BEGIN Material for this exercise
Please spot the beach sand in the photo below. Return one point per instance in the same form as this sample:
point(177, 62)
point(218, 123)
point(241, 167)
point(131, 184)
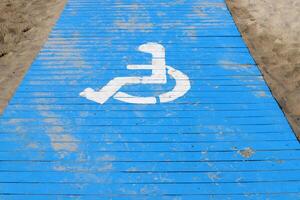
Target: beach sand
point(271, 30)
point(24, 28)
point(269, 27)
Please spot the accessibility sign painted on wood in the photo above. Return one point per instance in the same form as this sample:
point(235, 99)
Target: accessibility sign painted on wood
point(133, 99)
point(158, 76)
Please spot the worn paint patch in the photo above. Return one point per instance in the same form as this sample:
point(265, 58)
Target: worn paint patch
point(247, 152)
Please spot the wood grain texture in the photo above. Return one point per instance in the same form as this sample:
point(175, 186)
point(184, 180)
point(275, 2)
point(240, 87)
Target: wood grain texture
point(226, 138)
END Material for this exercise
(Task description)
In the records above, return precisely the line containing "point(265, 58)" and each line that comes after it, up to the final one.

(Reply to the task)
point(265, 58)
Target: worn paint patch
point(247, 152)
Please spot the wood grain texture in the photo above. Return one point per instance in the same form as this sample:
point(175, 186)
point(184, 180)
point(275, 2)
point(240, 87)
Target: wood grain texture
point(226, 138)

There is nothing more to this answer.